## Work order
Find and copy every line in the records that includes the string "clouds".

## Entries provided
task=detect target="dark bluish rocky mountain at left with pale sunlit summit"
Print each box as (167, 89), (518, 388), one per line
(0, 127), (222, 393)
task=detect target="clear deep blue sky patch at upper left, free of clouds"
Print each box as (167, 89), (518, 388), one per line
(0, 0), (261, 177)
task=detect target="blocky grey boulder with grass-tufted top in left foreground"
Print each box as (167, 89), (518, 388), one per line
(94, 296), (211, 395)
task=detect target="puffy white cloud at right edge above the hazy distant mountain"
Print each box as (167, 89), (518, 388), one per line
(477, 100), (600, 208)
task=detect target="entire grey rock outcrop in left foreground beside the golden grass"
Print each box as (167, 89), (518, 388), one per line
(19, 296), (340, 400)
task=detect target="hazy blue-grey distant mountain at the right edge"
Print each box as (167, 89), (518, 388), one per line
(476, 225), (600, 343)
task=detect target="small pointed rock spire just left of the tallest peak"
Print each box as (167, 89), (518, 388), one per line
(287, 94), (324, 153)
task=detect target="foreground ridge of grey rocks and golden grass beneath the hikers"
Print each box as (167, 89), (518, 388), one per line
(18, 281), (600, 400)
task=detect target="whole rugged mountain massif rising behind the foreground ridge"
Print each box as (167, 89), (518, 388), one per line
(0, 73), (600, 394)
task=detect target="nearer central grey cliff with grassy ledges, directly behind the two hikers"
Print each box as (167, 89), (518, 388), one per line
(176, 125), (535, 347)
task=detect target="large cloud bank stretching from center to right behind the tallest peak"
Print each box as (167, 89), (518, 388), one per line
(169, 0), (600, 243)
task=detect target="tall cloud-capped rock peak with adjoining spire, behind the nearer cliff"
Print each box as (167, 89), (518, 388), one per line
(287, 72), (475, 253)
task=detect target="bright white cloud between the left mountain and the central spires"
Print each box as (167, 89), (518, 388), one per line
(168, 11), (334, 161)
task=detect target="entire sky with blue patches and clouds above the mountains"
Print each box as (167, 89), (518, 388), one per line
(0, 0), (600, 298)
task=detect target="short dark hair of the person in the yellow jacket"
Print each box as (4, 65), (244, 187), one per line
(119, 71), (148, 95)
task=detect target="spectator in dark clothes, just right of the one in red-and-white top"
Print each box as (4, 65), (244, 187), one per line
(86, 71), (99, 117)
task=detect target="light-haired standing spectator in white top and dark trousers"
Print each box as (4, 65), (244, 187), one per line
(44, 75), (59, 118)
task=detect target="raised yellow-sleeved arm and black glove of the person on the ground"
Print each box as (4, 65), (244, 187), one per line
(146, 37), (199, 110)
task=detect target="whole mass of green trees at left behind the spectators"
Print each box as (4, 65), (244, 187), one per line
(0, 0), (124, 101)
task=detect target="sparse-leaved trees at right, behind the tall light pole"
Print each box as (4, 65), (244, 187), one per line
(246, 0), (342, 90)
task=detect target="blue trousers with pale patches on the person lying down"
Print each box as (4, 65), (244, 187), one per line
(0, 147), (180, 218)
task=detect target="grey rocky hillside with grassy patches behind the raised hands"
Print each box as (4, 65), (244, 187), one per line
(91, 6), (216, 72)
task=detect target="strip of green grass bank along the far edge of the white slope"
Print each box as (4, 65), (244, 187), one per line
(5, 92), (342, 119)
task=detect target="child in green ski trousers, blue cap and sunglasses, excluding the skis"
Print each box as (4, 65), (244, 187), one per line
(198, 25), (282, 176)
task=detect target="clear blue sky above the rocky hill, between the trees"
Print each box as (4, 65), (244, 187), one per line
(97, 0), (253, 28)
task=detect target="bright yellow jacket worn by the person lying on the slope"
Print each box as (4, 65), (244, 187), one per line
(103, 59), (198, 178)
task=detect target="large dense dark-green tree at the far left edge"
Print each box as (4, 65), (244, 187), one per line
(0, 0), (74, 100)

--

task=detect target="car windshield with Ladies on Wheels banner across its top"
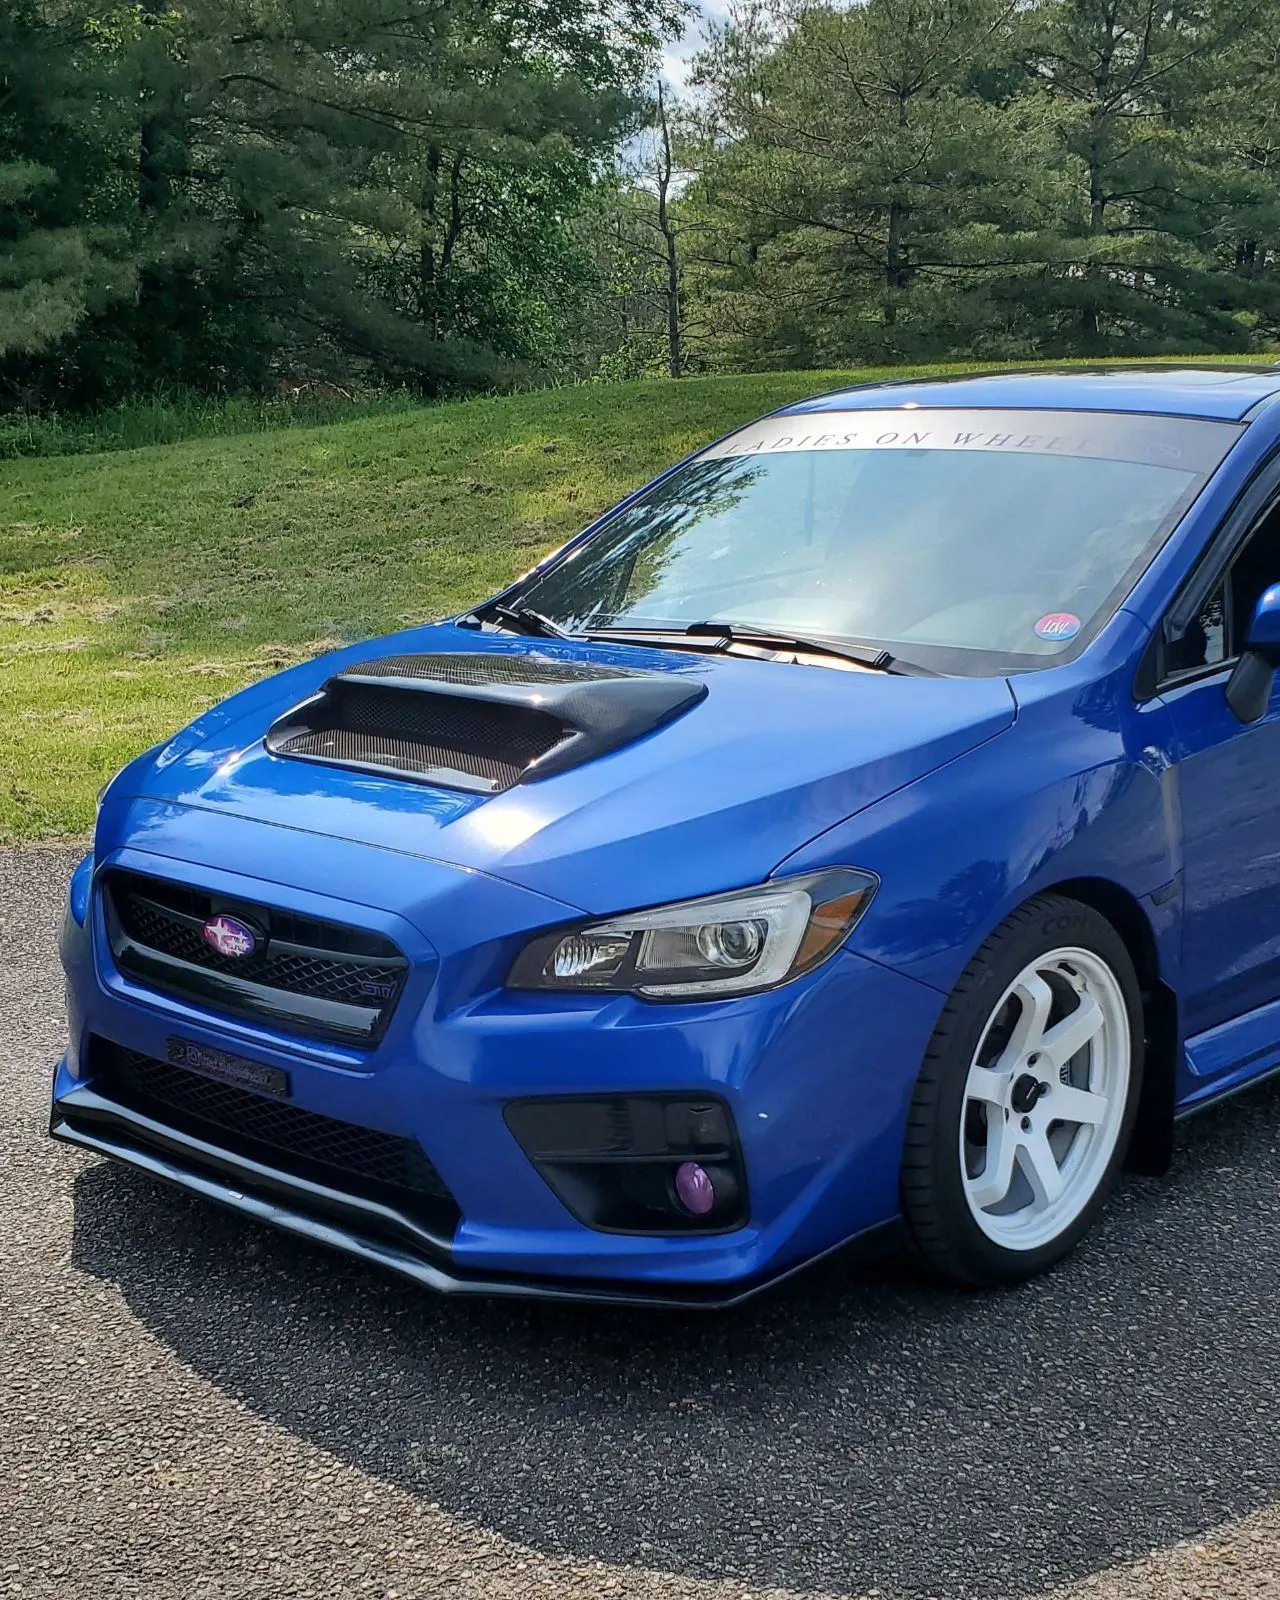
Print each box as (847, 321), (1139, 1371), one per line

---

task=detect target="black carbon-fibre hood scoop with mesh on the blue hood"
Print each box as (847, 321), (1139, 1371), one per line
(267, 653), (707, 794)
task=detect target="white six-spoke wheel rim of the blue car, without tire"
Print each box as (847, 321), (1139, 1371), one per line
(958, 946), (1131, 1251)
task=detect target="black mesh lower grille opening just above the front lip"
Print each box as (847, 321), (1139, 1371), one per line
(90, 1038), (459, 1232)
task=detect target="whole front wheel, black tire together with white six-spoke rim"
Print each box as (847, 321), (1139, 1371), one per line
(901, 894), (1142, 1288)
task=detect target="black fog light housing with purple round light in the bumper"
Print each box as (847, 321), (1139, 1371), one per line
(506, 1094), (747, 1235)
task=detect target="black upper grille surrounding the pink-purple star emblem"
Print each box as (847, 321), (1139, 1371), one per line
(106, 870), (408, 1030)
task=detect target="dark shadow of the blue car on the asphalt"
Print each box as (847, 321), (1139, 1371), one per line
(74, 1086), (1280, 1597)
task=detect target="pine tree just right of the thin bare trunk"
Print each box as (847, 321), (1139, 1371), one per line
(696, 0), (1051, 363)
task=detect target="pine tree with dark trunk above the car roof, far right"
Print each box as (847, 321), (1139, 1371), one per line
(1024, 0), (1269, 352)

## Response to the exercise
task=detect target="clear deep blue sky patch at upper left, free of clouds"
task=detect target="entire sky with blue patches and clouds above the mountains"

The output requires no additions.